3 February 2017 9:00am – 5:00pm
Student Union rooms 3206A and 3206B, University of North Carolina, Chapel Hill, North Carolina
Suggested hashtag: #nlp4arc
About the Symposium
The symposium consisted of a number of short talks and unconference style break-out sessions on the application of natural language processing (NLP) to support use, access, and analysis of digital primary source materials.
A rapidly growing body of materials with significant cultural value are “born digital.” Information professionals must be prepared to extract digital materials from their original environments and media in ways that reflect the rich metadata and ensure the integrity of the materials. They must also support new forms of access: allowing users to make sense of materials and understand their context.
There are many types of contextual information that can be vital to making sense and meaningful use of digital objects. These can include objects, agents, occurrences, purposes, times, places, form of expressions, concepts/abstractions and relationships.
┄┄┄┄┄┄┄┄┄┄┄┄┄┄┄┄┄┄┄┄
REQUEST 1.
Copy the symposium page word for word.
REQUEST 2.
Count the lines in the records that contain the word "yellow", and reply with the number alone.
The records have no connection to the symposium page.
┄┄┄┄┄┄┄┄┄┄┄┄┄┄┄┄┄┄┄┄
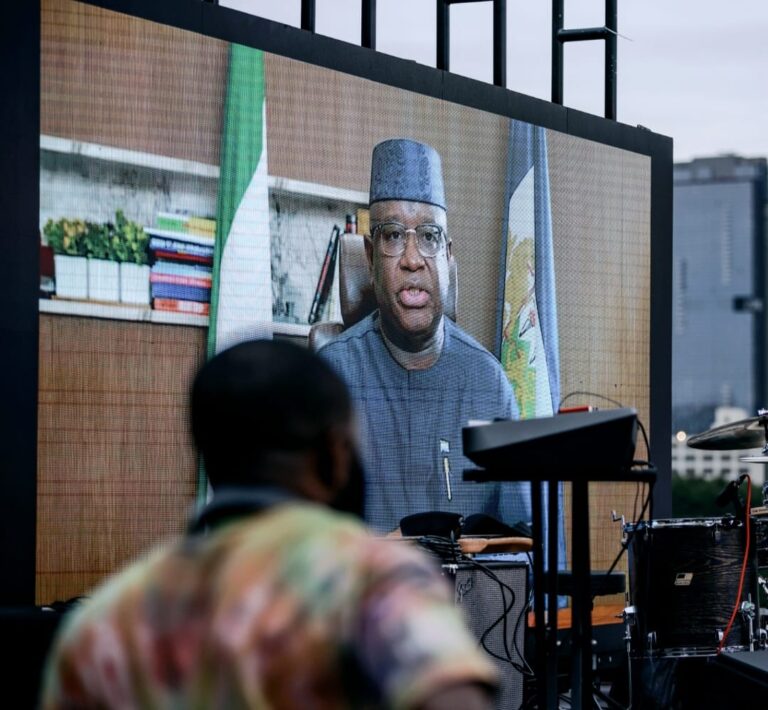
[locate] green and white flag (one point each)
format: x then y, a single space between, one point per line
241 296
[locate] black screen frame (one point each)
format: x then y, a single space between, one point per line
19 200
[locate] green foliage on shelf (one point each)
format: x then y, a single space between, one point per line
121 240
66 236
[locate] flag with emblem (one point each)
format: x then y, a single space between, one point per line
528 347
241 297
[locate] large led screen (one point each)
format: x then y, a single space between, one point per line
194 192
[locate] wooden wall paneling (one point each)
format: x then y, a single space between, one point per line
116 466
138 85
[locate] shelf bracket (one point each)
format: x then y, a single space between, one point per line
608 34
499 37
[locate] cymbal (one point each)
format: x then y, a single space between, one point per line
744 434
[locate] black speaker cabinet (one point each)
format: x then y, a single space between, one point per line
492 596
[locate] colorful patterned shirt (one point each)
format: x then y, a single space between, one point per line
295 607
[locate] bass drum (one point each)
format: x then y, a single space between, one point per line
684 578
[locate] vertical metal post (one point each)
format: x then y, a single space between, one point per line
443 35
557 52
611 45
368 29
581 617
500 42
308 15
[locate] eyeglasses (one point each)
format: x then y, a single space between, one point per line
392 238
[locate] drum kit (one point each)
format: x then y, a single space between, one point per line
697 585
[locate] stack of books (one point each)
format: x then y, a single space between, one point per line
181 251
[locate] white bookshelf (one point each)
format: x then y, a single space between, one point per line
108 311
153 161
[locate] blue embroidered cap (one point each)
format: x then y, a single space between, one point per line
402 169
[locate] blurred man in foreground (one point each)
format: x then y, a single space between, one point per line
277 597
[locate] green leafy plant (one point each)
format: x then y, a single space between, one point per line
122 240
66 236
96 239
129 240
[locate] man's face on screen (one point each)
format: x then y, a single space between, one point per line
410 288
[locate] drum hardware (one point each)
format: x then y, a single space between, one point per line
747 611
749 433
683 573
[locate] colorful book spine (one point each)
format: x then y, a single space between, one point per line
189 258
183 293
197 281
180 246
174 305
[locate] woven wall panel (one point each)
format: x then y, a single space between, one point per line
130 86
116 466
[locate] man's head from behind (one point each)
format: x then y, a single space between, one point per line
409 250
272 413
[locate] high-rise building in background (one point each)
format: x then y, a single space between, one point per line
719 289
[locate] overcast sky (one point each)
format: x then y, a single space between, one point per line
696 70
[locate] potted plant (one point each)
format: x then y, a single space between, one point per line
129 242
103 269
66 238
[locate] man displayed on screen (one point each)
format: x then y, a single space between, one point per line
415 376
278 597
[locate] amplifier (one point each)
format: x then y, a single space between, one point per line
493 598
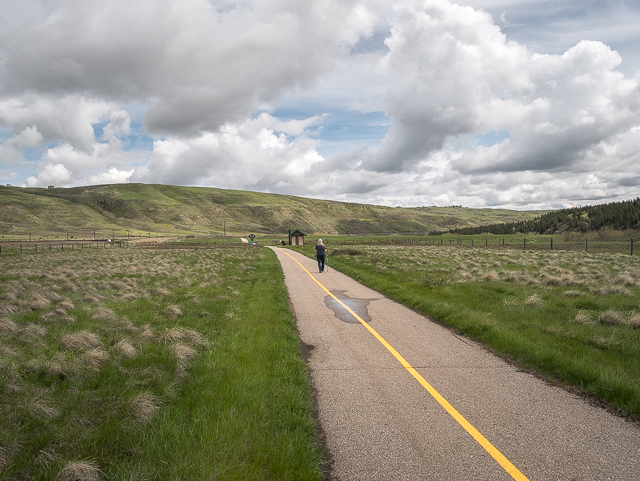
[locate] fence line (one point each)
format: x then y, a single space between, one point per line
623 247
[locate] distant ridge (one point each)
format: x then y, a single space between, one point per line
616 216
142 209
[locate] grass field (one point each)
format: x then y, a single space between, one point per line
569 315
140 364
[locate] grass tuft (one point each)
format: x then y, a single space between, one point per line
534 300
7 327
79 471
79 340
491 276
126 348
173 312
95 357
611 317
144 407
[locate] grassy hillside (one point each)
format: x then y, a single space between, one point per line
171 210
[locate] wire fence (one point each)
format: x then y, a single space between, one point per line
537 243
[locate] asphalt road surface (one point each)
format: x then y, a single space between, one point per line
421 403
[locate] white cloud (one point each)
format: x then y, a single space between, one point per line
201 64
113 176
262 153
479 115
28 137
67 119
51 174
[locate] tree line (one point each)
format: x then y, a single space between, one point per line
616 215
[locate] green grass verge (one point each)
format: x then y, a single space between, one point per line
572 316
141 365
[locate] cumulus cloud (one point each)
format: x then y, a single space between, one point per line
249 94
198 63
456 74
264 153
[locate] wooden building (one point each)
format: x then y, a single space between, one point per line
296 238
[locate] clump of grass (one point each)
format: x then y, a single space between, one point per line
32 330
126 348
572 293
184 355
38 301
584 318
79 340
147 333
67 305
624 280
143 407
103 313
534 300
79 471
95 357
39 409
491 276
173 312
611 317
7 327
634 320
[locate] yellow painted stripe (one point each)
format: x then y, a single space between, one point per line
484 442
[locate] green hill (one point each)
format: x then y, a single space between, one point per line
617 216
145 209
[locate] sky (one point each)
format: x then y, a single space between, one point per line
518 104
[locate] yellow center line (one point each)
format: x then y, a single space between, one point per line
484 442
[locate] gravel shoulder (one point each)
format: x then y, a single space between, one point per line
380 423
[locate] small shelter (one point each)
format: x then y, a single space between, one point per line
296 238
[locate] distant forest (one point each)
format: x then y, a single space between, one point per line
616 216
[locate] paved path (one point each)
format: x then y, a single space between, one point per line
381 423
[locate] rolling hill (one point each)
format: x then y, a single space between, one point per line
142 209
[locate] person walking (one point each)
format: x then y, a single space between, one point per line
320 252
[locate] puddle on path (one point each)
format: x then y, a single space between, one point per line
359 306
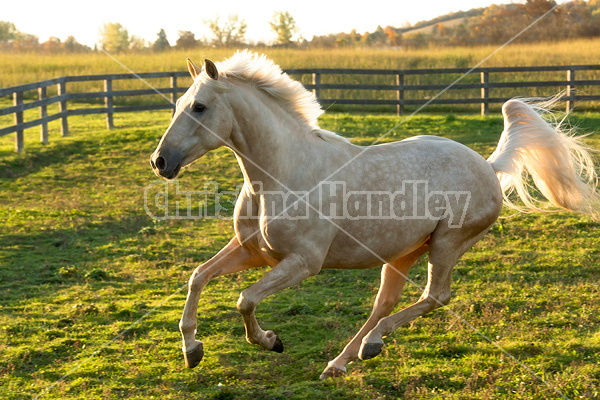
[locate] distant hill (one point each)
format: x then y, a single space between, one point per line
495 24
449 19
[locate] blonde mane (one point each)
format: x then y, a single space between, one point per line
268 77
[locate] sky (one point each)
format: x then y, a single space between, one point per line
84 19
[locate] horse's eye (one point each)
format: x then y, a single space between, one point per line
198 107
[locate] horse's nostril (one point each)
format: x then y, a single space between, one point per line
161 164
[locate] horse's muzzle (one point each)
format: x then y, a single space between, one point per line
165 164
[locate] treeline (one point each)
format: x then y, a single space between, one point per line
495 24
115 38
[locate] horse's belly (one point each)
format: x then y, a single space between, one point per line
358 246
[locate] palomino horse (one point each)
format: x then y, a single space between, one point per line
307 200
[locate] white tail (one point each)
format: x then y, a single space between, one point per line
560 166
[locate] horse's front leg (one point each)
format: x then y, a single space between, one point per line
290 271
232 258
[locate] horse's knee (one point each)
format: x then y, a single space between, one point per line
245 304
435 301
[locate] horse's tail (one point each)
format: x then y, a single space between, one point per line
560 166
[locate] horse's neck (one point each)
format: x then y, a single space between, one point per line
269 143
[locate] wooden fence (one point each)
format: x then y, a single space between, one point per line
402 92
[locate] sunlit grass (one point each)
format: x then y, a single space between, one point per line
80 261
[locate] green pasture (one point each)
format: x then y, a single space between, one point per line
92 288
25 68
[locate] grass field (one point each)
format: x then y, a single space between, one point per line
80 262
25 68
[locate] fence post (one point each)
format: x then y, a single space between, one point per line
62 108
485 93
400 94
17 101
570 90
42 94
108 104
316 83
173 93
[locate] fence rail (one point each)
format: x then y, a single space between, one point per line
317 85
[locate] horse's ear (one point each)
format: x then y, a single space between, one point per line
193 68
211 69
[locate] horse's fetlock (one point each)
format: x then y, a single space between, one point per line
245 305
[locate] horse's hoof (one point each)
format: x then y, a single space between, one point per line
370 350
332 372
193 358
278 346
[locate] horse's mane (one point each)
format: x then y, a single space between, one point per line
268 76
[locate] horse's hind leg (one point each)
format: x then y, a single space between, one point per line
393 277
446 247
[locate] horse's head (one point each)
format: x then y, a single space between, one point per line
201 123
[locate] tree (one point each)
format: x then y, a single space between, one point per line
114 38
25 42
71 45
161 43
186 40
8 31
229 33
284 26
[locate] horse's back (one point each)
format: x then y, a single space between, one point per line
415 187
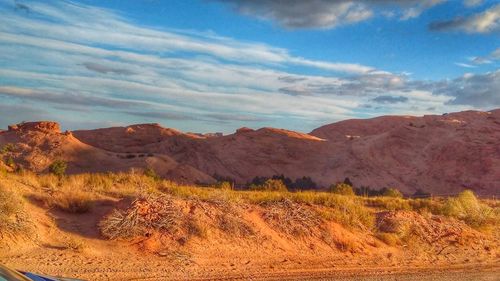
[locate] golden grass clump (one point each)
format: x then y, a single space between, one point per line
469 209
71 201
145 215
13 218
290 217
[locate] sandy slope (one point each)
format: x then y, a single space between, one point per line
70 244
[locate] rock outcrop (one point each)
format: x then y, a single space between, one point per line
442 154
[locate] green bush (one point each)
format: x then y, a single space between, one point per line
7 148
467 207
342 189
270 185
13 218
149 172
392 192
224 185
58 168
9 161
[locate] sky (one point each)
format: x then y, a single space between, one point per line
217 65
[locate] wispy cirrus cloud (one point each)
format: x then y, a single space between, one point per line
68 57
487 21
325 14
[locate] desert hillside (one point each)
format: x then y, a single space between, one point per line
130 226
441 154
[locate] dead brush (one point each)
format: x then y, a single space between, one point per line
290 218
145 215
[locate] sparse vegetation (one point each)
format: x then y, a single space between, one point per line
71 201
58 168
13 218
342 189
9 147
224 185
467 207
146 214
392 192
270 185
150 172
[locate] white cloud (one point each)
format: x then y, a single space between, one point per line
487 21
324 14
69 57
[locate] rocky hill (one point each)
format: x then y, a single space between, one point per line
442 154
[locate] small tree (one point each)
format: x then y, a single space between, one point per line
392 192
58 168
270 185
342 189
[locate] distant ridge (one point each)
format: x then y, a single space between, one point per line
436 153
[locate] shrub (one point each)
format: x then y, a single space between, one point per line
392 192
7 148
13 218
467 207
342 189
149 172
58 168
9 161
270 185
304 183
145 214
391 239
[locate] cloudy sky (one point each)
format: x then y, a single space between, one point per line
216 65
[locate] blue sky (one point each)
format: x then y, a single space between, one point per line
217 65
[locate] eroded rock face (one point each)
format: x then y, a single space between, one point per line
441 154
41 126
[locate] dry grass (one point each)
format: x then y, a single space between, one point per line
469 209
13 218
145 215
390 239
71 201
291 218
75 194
┄┄┄┄┄┄┄┄┄┄┄┄┄┄┄┄┄┄┄┄
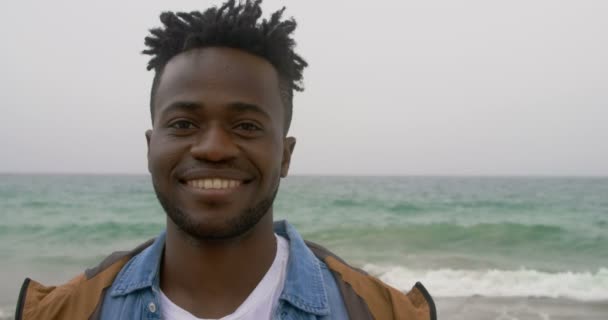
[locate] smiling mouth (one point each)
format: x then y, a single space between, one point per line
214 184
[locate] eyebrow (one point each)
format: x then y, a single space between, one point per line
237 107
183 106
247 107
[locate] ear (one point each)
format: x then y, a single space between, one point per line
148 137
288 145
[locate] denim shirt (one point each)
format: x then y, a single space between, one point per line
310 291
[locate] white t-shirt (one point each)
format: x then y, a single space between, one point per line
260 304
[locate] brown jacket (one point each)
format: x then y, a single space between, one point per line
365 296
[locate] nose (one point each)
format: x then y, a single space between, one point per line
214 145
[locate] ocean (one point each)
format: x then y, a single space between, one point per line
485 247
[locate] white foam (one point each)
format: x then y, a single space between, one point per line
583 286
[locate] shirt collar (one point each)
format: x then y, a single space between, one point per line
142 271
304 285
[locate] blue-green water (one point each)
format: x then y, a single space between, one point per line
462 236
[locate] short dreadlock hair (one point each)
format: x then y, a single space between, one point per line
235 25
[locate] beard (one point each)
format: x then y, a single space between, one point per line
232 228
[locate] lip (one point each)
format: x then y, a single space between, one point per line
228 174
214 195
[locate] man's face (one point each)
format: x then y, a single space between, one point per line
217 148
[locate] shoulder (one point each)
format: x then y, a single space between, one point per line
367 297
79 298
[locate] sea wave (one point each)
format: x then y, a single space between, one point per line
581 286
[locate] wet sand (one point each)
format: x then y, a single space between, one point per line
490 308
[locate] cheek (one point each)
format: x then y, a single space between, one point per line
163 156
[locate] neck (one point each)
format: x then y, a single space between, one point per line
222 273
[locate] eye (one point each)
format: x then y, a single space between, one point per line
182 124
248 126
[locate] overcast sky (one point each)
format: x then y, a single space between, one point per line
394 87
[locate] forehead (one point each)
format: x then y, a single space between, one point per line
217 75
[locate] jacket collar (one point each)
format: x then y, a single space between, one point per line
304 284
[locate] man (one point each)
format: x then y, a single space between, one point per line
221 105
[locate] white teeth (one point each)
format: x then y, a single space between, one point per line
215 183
┄┄┄┄┄┄┄┄┄┄┄┄┄┄┄┄┄┄┄┄
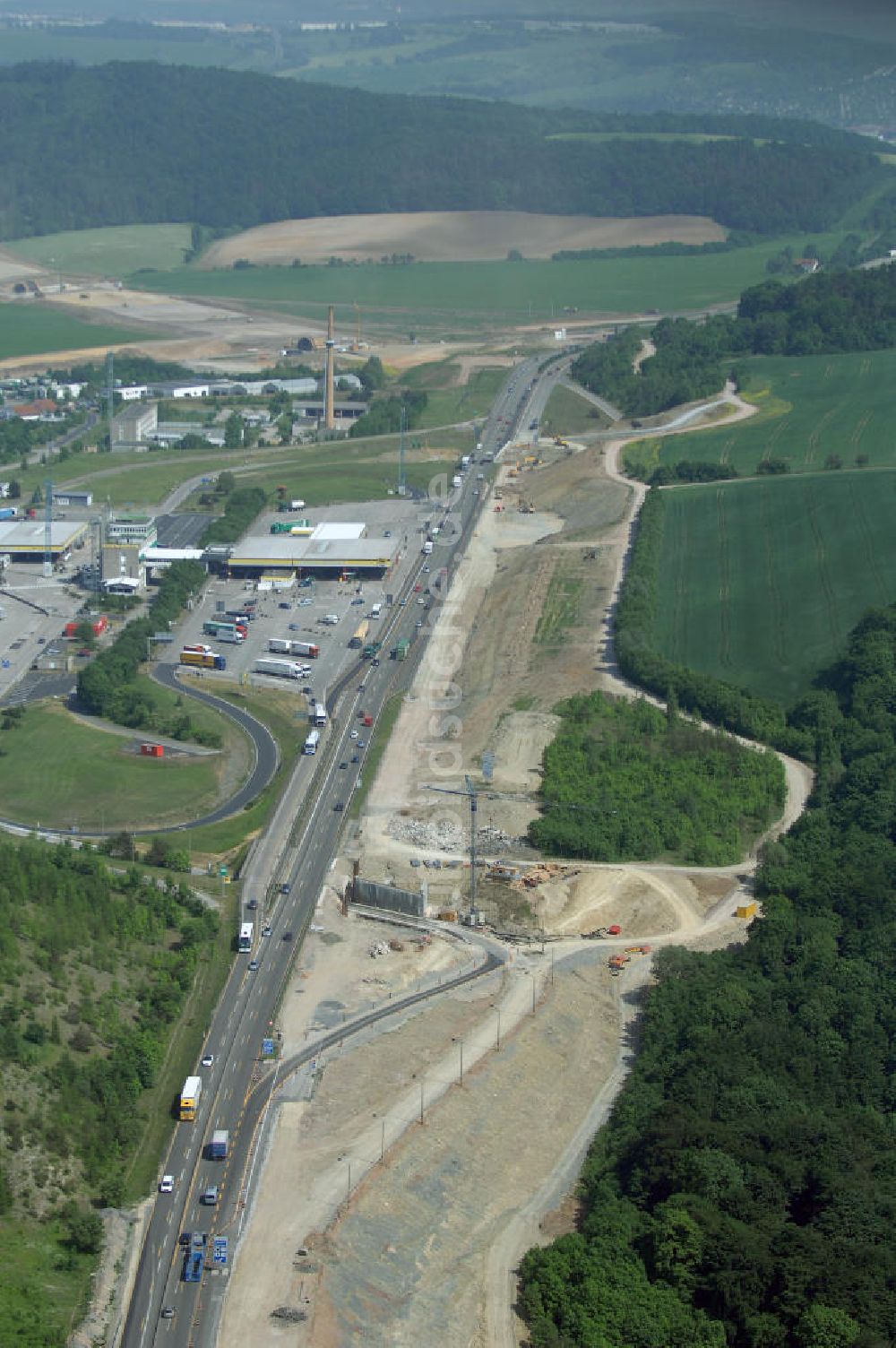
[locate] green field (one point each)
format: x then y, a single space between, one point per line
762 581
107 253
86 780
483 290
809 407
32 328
┄┄┄┄┄┄┄┄┄┄┄┄┄┄┄┄┄┄┄┄
RIGHT ANSWER 1.
3 February 2017 9:00am – 5:00pm
Student Union rooms 3206A and 3206B, University of North Carolina, Chapel Hill, North Carolina
Suggested hashtag: #nlp4arc
About the Symposium
The symposium consisted of a number of short talks and unconference style break-out sessions on the application of natural language processing (NLP) to support use, access, and analysis of digital primary source materials.
A rapidly growing body of materials with significant cultural value are “born digital.” Information professionals must be prepared to extract digital materials from their original environments and media in ways that reflect the rich metadata and ensure the integrity of the materials. They must also support new forms of access: allowing users to make sense of materials and understand their context.
There are many types of contextual information that can be vital to making sense and meaningful use of digital objects. These can include objects, agents, occurrences, purposes, times, places, form of expressions, concepts/abstractions and relationships.

RIGHT ANSWER 2.
2